**Problem details**
From the argument on equitable estoppel, extract the stretch from "If that is the" through "from acting thereon." word for word.

**Text**
• • •
If that is the case, again, similarly, in the case of the constructive trust, should the measure of relief to which the son is entitled be, prima facie, what might be characterised as the reliance detriment suffered by him, in other words, that the measure of his relief should be a charge over the land to secure to him the value of his otherwise unrecouped contribution to the farming enterprise, or should it be the fulfilment of the expectation. Your Honour the Chief Justice in Walton Stores stated that the primary objective of equity in the case of promissory estoppel has not compelled the party bound to the assumption of expectation but is to avoid the detriment which, if the assumption of expectation goes unfulfilled, will be suffered by the party which has been induced to act or abstain from acting thereon.
To similar effect is that which your Honour said in Verwayen at pages 428 to 429, an extract which I will not detain the Court with, which appears in the book of authorities at page 139. It is safe to say this:
that equitable estoppel yields a remedy in order to prevent unconscionable conduct on the part of the party who, having made a promise to another who acts on it to his detriment, seeks to resile from the promise.....The remedy is not designed to enforce the promise although, in some situations.....the minimum equity will not be satisfied by anything short of enforcing the promise.....
• • •
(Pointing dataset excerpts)
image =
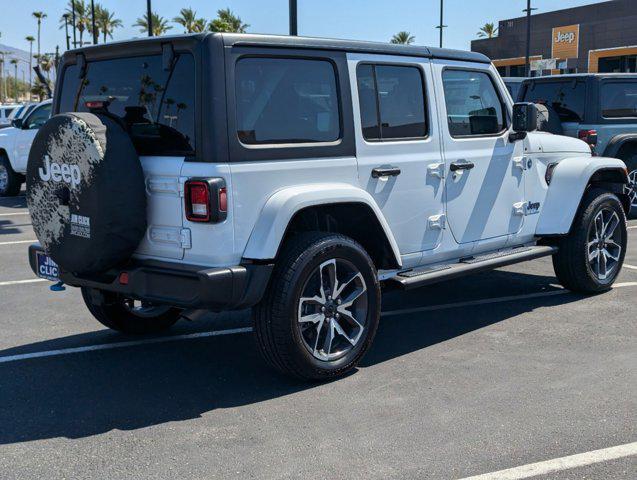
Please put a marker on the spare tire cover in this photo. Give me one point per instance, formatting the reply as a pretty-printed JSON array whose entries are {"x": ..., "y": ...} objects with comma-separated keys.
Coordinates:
[{"x": 86, "y": 192}]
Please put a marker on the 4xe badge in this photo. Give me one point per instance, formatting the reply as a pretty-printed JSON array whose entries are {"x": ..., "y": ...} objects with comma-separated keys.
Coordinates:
[{"x": 57, "y": 172}]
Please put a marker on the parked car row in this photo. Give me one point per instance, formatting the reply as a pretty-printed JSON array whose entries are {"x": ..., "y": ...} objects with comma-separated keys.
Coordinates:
[
  {"x": 600, "y": 109},
  {"x": 15, "y": 144}
]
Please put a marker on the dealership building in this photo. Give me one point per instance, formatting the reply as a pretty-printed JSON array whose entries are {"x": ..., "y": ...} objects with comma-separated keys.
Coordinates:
[{"x": 594, "y": 38}]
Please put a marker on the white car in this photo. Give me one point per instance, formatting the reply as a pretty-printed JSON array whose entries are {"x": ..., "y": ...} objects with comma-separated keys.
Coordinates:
[
  {"x": 300, "y": 176},
  {"x": 5, "y": 112},
  {"x": 15, "y": 144}
]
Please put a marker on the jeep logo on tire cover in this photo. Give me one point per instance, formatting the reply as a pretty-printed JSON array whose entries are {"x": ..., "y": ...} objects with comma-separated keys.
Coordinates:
[{"x": 60, "y": 172}]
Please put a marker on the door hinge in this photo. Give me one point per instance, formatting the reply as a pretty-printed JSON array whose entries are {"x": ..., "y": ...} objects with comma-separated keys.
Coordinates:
[
  {"x": 519, "y": 208},
  {"x": 186, "y": 238},
  {"x": 436, "y": 170},
  {"x": 437, "y": 222},
  {"x": 519, "y": 162}
]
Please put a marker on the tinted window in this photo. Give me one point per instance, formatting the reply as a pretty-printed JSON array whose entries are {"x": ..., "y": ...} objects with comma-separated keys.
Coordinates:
[
  {"x": 392, "y": 102},
  {"x": 473, "y": 104},
  {"x": 566, "y": 98},
  {"x": 619, "y": 99},
  {"x": 157, "y": 105},
  {"x": 283, "y": 100},
  {"x": 38, "y": 117}
]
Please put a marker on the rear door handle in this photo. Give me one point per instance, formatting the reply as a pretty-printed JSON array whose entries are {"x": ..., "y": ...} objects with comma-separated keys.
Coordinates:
[
  {"x": 462, "y": 165},
  {"x": 386, "y": 172}
]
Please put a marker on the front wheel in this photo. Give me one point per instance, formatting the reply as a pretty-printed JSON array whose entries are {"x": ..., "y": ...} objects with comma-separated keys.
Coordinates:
[
  {"x": 590, "y": 258},
  {"x": 631, "y": 188},
  {"x": 321, "y": 310},
  {"x": 127, "y": 315}
]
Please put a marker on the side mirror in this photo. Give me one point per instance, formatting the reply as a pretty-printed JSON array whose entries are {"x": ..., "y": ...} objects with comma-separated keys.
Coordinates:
[{"x": 525, "y": 117}]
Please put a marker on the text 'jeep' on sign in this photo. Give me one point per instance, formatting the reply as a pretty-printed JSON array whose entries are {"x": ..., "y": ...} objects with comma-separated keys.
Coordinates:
[{"x": 298, "y": 177}]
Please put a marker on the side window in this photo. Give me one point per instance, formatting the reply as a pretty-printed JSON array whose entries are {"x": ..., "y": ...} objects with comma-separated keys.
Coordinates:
[
  {"x": 38, "y": 117},
  {"x": 619, "y": 100},
  {"x": 286, "y": 100},
  {"x": 392, "y": 102},
  {"x": 473, "y": 104}
]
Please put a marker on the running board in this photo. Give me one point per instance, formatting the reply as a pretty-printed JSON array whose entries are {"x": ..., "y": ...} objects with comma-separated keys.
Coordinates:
[{"x": 421, "y": 276}]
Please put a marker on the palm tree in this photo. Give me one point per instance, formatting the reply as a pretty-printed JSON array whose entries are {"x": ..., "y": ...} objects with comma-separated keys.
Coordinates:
[
  {"x": 30, "y": 39},
  {"x": 14, "y": 62},
  {"x": 160, "y": 24},
  {"x": 489, "y": 30},
  {"x": 82, "y": 18},
  {"x": 187, "y": 18},
  {"x": 404, "y": 38},
  {"x": 47, "y": 62},
  {"x": 227, "y": 21},
  {"x": 106, "y": 21},
  {"x": 39, "y": 16}
]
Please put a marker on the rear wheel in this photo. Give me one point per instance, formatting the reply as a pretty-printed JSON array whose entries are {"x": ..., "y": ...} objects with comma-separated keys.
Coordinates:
[
  {"x": 127, "y": 315},
  {"x": 321, "y": 311},
  {"x": 590, "y": 258},
  {"x": 10, "y": 181}
]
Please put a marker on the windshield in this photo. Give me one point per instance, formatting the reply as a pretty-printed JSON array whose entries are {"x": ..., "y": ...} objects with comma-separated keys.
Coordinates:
[
  {"x": 157, "y": 106},
  {"x": 566, "y": 97}
]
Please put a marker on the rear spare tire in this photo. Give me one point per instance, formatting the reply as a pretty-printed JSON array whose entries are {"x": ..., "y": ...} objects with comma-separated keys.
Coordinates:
[{"x": 85, "y": 192}]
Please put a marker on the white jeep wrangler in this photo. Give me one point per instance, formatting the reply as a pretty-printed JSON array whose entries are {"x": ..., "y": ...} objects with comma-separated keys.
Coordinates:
[{"x": 298, "y": 176}]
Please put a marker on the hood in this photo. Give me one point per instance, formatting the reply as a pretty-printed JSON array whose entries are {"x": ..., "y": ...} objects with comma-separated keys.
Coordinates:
[{"x": 544, "y": 142}]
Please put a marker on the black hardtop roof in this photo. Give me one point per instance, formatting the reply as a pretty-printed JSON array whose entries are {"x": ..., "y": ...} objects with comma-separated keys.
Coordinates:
[
  {"x": 575, "y": 76},
  {"x": 132, "y": 46}
]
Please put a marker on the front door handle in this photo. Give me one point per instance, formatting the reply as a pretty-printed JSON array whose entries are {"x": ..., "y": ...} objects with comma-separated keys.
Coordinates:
[
  {"x": 462, "y": 165},
  {"x": 385, "y": 172}
]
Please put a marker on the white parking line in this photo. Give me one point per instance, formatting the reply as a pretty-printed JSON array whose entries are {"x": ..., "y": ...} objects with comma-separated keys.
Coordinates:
[
  {"x": 13, "y": 214},
  {"x": 560, "y": 464},
  {"x": 109, "y": 346},
  {"x": 132, "y": 343},
  {"x": 20, "y": 282},
  {"x": 17, "y": 242}
]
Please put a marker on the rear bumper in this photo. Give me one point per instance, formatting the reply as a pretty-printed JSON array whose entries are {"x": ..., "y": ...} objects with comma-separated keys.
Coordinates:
[{"x": 186, "y": 286}]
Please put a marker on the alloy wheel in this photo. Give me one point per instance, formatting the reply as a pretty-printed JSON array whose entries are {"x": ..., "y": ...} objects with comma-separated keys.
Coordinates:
[
  {"x": 604, "y": 244},
  {"x": 332, "y": 311}
]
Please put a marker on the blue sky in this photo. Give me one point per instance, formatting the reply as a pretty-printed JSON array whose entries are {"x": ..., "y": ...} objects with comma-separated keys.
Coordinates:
[{"x": 355, "y": 19}]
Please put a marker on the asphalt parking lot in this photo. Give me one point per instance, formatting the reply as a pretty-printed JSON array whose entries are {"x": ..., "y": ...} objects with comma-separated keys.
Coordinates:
[{"x": 491, "y": 372}]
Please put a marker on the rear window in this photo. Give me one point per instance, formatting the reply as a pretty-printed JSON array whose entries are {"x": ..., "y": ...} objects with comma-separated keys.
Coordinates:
[
  {"x": 567, "y": 98},
  {"x": 619, "y": 99},
  {"x": 286, "y": 100},
  {"x": 157, "y": 105}
]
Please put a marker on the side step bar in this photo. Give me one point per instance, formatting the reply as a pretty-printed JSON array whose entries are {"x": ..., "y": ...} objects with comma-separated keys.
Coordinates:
[{"x": 419, "y": 277}]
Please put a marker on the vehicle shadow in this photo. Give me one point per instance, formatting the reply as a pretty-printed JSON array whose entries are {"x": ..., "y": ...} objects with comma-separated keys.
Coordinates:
[{"x": 85, "y": 394}]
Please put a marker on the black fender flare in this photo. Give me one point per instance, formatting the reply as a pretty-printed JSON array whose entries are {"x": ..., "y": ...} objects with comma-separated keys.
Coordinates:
[{"x": 617, "y": 142}]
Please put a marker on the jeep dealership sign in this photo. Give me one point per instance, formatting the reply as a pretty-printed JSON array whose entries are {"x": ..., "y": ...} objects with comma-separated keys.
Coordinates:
[{"x": 565, "y": 43}]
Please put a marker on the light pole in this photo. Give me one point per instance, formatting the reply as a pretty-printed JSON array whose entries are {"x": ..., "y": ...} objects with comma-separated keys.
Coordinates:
[
  {"x": 66, "y": 29},
  {"x": 149, "y": 15},
  {"x": 93, "y": 22},
  {"x": 442, "y": 25},
  {"x": 294, "y": 22},
  {"x": 74, "y": 24},
  {"x": 528, "y": 37}
]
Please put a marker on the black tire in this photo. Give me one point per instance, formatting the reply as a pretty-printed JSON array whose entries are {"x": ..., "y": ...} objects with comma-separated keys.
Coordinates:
[
  {"x": 10, "y": 181},
  {"x": 280, "y": 335},
  {"x": 571, "y": 263},
  {"x": 111, "y": 311},
  {"x": 631, "y": 188}
]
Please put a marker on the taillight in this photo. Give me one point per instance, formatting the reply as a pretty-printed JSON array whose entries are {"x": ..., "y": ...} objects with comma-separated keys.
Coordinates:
[
  {"x": 589, "y": 136},
  {"x": 206, "y": 200}
]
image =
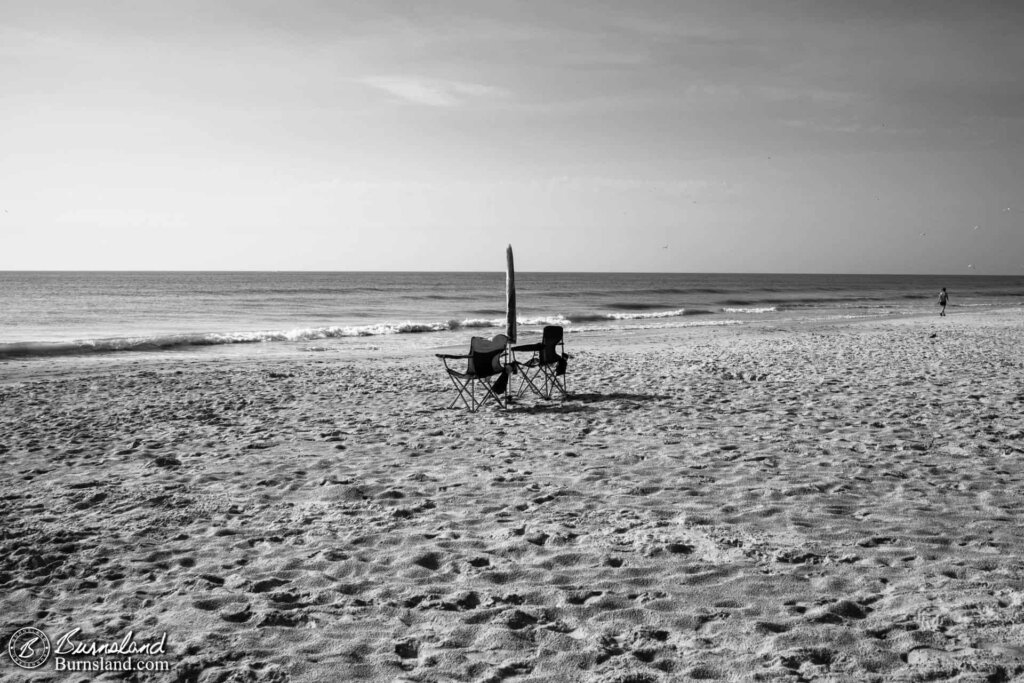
• • •
**Written response**
If that is the case, again, similarly, in the case of the constructive trust, should the measure of relief to which the son is entitled be, prima facie, what might be characterised as the reliance detriment suffered by him, in other words, that the measure of his relief should be a charge over the land to secure to him the value of his otherwise unrecouped contribution to the farming enterprise, or should it be the fulfilment of the expectation. Your Honour the Chief Justice in Walton Stores stated that the primary objective of equity in the case of promissory estoppel has not compelled the party bound to the assumption of expectation but is to avoid the detriment which, if the assumption of expectation goes unfulfilled, will be suffered by the party which has been induced to act or abstain from acting thereon.